- Work task 1
In the court opinion on collateral estoppel, whose second motion for summary judgment was addressed in the prior order that Krause quotes?
- Work task 2
Reproduce the collateral estoppel passage between "Dkt. 181 (citing" and "not Brady material.", inclusive, substituting "the defendant" for every occurrence of "Krause".
- Work task 3
Continue the court opinion on collateral estoppel and the medical reports, picking up after its last sentence.

B. Collateral Estoppel as to the Medical Reports
With respect to Krause’s argument that she has no section 1983 liability for failure to disclose the medical reports, the Court also finds it meritorious. Krause is correct in some of her observations regarding the Court’s prior orders about collateral estoppel and its application to Kathryn and Hansen’s medical reports. Specifically, Krause quotes the following rulings from the Court’s prior order on former Defendant James Peters’s second motion for summary judgment, referencing its rulings on Defendants Michael Davidson and Krause’s initial motions for summary judgment:
[A]s the Court concluded in its order on Davidson and Krause’s motions for summary judgment, Mr. Spencer is collaterally estopped from relitigating the issues of whether the state unconstitutionally withheld Kathryn’s medical report prior to his plea and whether Hansen’s report, combined with Kathryn’s medical report, would have caused Spencer to go to trial rather than plead guilty in violation of Brady. Dkts. 91 at 26-27 and 93 at 12-13.
Dkt. 97 at 9. Nothing in Mr. Spencer’s responsive briefing alters the Court’s prior conclusion. Although in a footnote the Court’s previous order indicated that the preclusive impact of prior judgments should be carefully examined because factual issues such as when and how Hansen’s medical report came to the Clark County Sheriffs Office had not necessarily been litigated and may be relevant to Mr. Spencer’s claims (see Dkt. 97 at 10, n. 2) [and Dkt. 91 at 26, n. 2], discovery on such factual issues would not alter the Court’s legal conclusion that Mr. Spencer is collaterally es-topped from relitigating these issues.
Dkt. 181 (citing Dkt. 174 at 32-33). Thus, although the Court mentioned that the preclusive impact of prior judgments should be carefully considered because “factual issues such as when and how Hansen’s” report arrived at the Sheriffs Office “may be relevant to Spencer’s other claims,” the Court did not mean that the “materiality” of the reports could be relitigated. See supra. In its prior order, the Court manifestly erred in ruling that Krause should not be granted qualified immunity for her failure to disclose the medical reports. Krause cannot have sec*1175tion 1983 liability for failure to disclose Brady material when it has already been determined that certain undisclosed items at issue are not Brady material.

Data items

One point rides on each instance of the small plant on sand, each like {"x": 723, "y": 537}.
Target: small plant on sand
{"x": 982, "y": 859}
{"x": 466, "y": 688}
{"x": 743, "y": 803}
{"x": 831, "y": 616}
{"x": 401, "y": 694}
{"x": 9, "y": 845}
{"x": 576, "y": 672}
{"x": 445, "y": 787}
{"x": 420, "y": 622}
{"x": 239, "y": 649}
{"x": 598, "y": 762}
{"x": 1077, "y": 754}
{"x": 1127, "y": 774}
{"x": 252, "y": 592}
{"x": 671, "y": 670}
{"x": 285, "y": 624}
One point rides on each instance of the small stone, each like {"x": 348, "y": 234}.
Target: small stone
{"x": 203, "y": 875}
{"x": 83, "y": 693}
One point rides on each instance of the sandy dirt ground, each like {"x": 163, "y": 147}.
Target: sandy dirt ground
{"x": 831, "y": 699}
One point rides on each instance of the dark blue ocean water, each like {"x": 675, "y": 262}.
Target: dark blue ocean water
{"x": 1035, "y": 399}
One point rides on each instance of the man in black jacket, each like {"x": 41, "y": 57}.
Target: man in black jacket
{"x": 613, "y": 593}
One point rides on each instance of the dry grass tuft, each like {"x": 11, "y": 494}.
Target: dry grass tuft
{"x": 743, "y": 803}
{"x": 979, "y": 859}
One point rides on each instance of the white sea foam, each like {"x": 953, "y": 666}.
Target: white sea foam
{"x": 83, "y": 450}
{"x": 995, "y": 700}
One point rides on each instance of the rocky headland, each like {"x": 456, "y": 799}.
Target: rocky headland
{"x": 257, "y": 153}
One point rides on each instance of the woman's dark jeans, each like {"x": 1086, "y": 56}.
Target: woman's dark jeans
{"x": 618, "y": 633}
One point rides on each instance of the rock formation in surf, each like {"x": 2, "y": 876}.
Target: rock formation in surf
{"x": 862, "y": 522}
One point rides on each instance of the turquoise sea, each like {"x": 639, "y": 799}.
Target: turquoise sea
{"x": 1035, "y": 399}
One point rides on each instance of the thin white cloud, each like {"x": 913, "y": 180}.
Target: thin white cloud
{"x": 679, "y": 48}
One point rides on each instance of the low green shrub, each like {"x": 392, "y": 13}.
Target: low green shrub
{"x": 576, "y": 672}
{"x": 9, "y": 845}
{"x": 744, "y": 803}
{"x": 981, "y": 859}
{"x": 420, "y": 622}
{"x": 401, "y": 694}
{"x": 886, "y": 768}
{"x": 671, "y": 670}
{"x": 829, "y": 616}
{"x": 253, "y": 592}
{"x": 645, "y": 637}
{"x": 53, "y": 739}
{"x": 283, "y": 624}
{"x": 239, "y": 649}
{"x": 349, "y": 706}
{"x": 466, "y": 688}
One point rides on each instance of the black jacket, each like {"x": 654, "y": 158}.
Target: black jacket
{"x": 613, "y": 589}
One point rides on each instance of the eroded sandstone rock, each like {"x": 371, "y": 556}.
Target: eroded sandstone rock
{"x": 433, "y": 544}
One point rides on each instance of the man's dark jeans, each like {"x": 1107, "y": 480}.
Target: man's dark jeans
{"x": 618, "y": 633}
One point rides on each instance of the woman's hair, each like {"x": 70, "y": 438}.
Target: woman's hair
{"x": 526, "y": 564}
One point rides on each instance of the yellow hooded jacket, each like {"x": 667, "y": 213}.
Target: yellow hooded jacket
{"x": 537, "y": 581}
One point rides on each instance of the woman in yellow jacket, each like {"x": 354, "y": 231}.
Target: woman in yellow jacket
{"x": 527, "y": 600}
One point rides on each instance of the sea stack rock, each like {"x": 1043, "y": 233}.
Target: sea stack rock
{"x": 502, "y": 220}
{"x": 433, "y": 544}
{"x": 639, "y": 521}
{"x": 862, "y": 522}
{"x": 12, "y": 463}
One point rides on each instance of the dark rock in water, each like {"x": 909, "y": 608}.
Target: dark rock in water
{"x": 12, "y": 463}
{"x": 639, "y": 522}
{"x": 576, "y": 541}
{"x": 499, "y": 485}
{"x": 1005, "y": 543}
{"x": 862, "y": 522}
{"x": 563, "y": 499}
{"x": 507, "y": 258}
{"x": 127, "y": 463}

- Expected output 1
Former Defendant James Peters's.

- Expected output 2
Dkt. 181 (citing Dkt. 174 at 32-33). Thus, although the Court mentioned that the preclusive impact of prior judgments should be carefully considered because “factual issues such as when and how Hansen’s” report arrived at the Sheriffs Office “may be relevant to Spencer’s other claims,” the Court did not mean that the “materiality” of the reports could be relitigated. See supra. In its prior order, the Court manifestly erred in ruling that the defendant should not be granted qualified immunity for her failure to disclose the medical reports. the defendant cannot have sec*1175tion 1983 liability for failure to disclose Brady material when it has already been determined that certain undisclosed items at issue are not Brady material.

- Expected output 3
Spencer does not argue against collateral estoppel, and nothing in his responsive brief demonstrates that the Court should rule that collateral estoppel should not apply. See Dkt. 183. Contrary to Spencer’s argument, there is no evidence of any other Brady material that Krause has liability for failing to disclose; therefore, Spencer cannot argue that the “cumulative impact” of such evidence creates liability for Krause. Dkt. 183 at 7.
Reconsideration is granted as to this issue, and Krause’s motion for summary judgment is granted as to this claim.
Therefore, it is hereby ORDERED that Krause’s motion for reconsideration (Dkt. 181) is GRANTED in part.
. To avoid recitation of the entire procedural history terminating Defendants from this case, in summary fashion, the Court notes the only Defendants remaining in this action are Krause and Michael Davidson.
. DeAnne is referring to Kathryn as "Katie.”
. Krause argues that a declaration by Mr. Spencer's counsel, which attaches but does not authenticate notes prepared by an unidentified person which purport to contradict Hansen’s 2009 sworn testimony that his father in fact abused him, is inadmissible hearsay. Dkt. 171 at 6 n. 3. The notes referenced are inadmissible hearsay and are stricken pursuant to 56(c)(2).
. In the Court’s order on Peter’s motion for summary judgment, it found Peters was entitled to absolute immunity for the interviewing of Kathryn Spencer and for failure to disclose that item of evidence. See Dkts. 174 and 179.
. Fabrication of evidence and deliberately concealing exculpatory evidence are actions which, if true, could qualify as overt acts in furtherance of a conspiracy.